▶ [Collected data entries]
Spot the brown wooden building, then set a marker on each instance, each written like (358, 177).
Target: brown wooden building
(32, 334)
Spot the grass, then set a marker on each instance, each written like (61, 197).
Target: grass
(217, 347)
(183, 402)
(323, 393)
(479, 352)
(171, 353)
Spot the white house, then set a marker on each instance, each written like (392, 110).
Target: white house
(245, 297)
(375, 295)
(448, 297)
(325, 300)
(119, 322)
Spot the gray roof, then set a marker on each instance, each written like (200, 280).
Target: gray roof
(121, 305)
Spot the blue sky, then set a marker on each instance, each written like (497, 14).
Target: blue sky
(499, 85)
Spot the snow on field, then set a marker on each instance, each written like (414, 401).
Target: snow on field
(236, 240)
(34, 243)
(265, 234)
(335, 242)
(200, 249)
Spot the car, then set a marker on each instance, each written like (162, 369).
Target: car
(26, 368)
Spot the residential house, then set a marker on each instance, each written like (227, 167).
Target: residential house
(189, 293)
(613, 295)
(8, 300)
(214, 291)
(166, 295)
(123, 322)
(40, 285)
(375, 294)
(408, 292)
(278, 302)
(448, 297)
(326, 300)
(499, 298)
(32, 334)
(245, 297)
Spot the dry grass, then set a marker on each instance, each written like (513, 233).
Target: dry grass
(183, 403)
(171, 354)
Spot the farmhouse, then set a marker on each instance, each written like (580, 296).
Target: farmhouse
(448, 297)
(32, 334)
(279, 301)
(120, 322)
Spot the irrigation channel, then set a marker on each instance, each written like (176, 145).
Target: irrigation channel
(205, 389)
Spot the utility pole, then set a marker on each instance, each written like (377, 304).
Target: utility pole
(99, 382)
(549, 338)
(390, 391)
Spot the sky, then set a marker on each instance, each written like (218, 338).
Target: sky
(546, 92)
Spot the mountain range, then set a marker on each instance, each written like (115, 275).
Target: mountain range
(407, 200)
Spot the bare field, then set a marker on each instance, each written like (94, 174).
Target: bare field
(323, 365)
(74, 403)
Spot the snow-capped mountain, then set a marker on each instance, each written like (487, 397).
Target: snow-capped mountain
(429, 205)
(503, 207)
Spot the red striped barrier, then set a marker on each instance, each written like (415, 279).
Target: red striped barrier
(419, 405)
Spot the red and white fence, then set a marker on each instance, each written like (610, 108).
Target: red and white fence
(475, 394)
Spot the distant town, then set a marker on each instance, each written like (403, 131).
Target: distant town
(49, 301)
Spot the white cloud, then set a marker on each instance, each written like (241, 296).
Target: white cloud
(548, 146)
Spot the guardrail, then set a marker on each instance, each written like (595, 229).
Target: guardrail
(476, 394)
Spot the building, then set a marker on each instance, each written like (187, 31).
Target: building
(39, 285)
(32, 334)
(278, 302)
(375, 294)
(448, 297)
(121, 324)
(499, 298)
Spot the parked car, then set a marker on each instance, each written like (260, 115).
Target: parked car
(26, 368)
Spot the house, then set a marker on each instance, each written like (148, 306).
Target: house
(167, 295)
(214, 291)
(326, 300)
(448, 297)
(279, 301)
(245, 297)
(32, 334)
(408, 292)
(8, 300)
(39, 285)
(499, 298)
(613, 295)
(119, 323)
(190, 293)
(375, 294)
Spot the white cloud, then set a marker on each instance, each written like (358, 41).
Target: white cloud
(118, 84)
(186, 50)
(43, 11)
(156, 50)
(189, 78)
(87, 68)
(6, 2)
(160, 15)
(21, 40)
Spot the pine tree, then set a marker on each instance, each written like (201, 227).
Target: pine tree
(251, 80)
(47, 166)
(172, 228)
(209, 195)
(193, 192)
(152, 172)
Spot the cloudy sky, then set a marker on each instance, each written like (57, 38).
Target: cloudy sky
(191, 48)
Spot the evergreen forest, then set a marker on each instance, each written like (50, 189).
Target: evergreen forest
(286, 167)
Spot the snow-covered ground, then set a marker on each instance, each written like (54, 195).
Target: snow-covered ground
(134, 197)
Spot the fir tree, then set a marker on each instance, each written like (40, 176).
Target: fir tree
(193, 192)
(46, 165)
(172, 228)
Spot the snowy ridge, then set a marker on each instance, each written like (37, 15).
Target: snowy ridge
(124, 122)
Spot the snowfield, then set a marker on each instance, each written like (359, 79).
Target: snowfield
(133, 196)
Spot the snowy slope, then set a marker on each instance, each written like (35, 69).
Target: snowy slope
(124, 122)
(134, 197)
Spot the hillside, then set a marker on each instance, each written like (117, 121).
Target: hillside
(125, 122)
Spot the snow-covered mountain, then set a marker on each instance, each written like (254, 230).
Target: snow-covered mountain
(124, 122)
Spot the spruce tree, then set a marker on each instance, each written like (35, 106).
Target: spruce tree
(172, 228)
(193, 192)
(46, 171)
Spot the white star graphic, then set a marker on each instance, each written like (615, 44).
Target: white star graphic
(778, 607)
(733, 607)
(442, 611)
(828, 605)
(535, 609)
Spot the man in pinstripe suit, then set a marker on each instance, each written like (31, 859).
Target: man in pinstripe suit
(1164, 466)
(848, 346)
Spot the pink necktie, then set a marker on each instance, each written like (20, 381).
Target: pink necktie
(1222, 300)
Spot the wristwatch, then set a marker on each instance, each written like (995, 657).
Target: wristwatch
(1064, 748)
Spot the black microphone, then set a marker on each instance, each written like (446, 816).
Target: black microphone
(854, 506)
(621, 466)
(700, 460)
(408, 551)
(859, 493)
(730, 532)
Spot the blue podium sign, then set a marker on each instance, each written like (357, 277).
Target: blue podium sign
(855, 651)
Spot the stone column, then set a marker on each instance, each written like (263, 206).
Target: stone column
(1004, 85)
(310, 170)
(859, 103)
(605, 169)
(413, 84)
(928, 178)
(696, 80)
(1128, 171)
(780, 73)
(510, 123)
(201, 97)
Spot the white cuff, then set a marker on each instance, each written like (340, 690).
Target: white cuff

▶ [Work to complete]
Reproduce each record above exactly, keeping every word as it stands.

▶ [Result]
Spot the brown wooden building, then set a marker on each instance, each written like (358, 177).
Target: brown wooden building
(32, 334)
Spot the grass, then set a marker on each instance, each written like (61, 197).
Target: grass
(217, 347)
(183, 402)
(323, 393)
(479, 352)
(171, 353)
Spot the white house, then set a marker on each instance, each written like (392, 110).
Target: white house
(245, 297)
(375, 295)
(448, 297)
(325, 300)
(119, 322)
Spot the gray roof, then set a marker on each instance, each written like (200, 280).
Target: gray roof
(121, 305)
Spot the blue sky, then set a marker on each instance, each written like (497, 14).
Target: blue sky
(499, 85)
Spot the snow on field, then set a marker on each instance, each written like (414, 401).
Target: snow on field
(236, 240)
(34, 243)
(265, 234)
(335, 242)
(200, 249)
Spot the car, then set a marker on each instance, each written like (162, 369).
Target: car
(26, 368)
Spot the residential house, then set a marker on each instance, each written like (227, 167).
Target: residential house
(189, 293)
(613, 295)
(8, 300)
(214, 291)
(166, 295)
(123, 322)
(40, 285)
(375, 294)
(408, 292)
(278, 302)
(448, 297)
(326, 300)
(499, 298)
(32, 334)
(245, 297)
Spot the dry grass, then set a marker on each instance, each written like (513, 233).
Target: dry grass
(183, 403)
(171, 354)
Spot the farmhouse, then set a marker on each instance, each written like (580, 296).
Target: farmhouse
(448, 297)
(32, 334)
(279, 301)
(120, 322)
Spot the irrigation channel, then set a marker on each instance, each written like (176, 145).
Target: irrigation channel
(205, 389)
Spot the utility pole, then set a marker on each instance, each written like (377, 304).
Target: utility pole
(99, 382)
(549, 338)
(390, 391)
Spot the sky, then set a marker on each instance, each written like (218, 338).
Target: sky
(546, 92)
Spot the mountain range, then set a marker on each instance, each written like (115, 275).
Target: mountain range
(407, 200)
Spot the bare field, then set a marker on each instance, each written like (94, 174).
Target: bare field
(323, 365)
(74, 403)
Spot the snow-capped mountain, then set a marker on each instance, each written like (487, 397).
Target: snow-capped mountain
(429, 205)
(503, 207)
Spot the red striped barrier, then set a marker on each instance, each written like (415, 279).
Target: red striped barrier
(419, 405)
Spot the red and white fence, then set a marker on each instance, each written like (610, 108).
Target: red and white fence
(475, 394)
Spot the distant town, then set a marker on each instance, each written like (403, 131).
Target: distant town
(49, 301)
Spot the white cloud, then set a marker on each instance, each written like (241, 296).
Target: white cloud
(548, 146)
Spot the guardrail, then set a marker on each instance, each written like (595, 229).
Target: guardrail
(476, 394)
Spot the building, then set a marker on each instance, each written like (187, 31).
Target: building
(39, 285)
(32, 334)
(278, 302)
(375, 294)
(448, 297)
(121, 324)
(499, 298)
Spot the parked car, then set a marker on each instance, each written like (260, 115).
Target: parked car
(26, 368)
Spot the house, then set a marker on each instance, each written like (148, 306).
Target: house
(167, 295)
(214, 291)
(326, 300)
(448, 297)
(279, 301)
(245, 297)
(32, 334)
(408, 292)
(8, 300)
(39, 285)
(499, 298)
(613, 295)
(119, 323)
(190, 293)
(375, 294)
Spot the white cloud, then set a marker on each instance, each written like (358, 41).
Target: white cloud
(118, 84)
(186, 50)
(43, 11)
(156, 50)
(189, 78)
(87, 68)
(6, 2)
(160, 15)
(21, 40)
Spot the pine tree, then set a marker on each instance, each written like (201, 227).
Target: pine tree
(251, 80)
(47, 166)
(172, 228)
(209, 195)
(193, 192)
(152, 172)
Spot the cloudy sky, then set a marker on each instance, each written like (57, 38).
Target: cloudy sky
(191, 48)
Spot the evergreen forest, then set a marker on each instance, each written like (50, 189).
Target: evergreen forest
(286, 167)
Spot the snow-covered ground, then set a marker on each instance, each written like (54, 195).
Target: snow-covered ground
(134, 197)
Spot the fir tree, then set a marker on each instance, each written like (40, 176).
Target: fir tree
(193, 192)
(46, 165)
(172, 228)
Spot the snowy ridge, then set a marker on each instance, each written like (37, 15).
Target: snowy ridge
(124, 122)
Spot the snowfield, then set a marker on each instance, each written like (359, 79).
Target: snowfield
(133, 196)
Spot the snowy slope, then set a marker on each instance, each written like (35, 69).
Target: snowy slope
(124, 122)
(134, 197)
Spot the hillside, then set a marker on each instance, each written like (117, 121).
Target: hillside
(125, 122)
Spot the snow-covered mountain, then set a marker on each instance, each written like (254, 230).
Target: snow-covered mountain
(124, 122)
Spot the spruce tree, then set a marker on each instance, each written like (35, 106).
Target: spruce tree
(172, 228)
(193, 192)
(46, 171)
Spot the white star graphic, then set a marker on each instance, each written like (615, 44).
Target: white star graphic
(778, 607)
(733, 607)
(442, 611)
(828, 605)
(535, 609)
Spot the man in pinstripe suit, then set a marker on each instance, each written like (31, 859).
Target: man in pinstripe suit
(1164, 466)
(848, 346)
Spot the pink necktie, then set a marker on each instance, each written like (20, 381).
Target: pink necktie
(1222, 300)
Spot the wristwatch, then set a marker on each instance, each written like (995, 657).
Target: wristwatch
(1064, 748)
Spot the black microphone, then set a marker on each instance, each written like (446, 816).
Target: black microphone
(854, 506)
(621, 466)
(700, 460)
(408, 551)
(859, 493)
(730, 532)
Spot the blue podium sign, then set a marker on each instance, each written like (357, 277).
Target: blue podium sign
(855, 651)
Spot the stone column, then set a marker on each instance, each written like (263, 206).
Target: stone column
(1004, 85)
(310, 170)
(859, 103)
(605, 169)
(413, 84)
(928, 178)
(696, 80)
(1128, 171)
(780, 73)
(510, 123)
(201, 97)
Spot the white cuff, then set a marker on each instance, each written like (340, 690).
Target: white cuff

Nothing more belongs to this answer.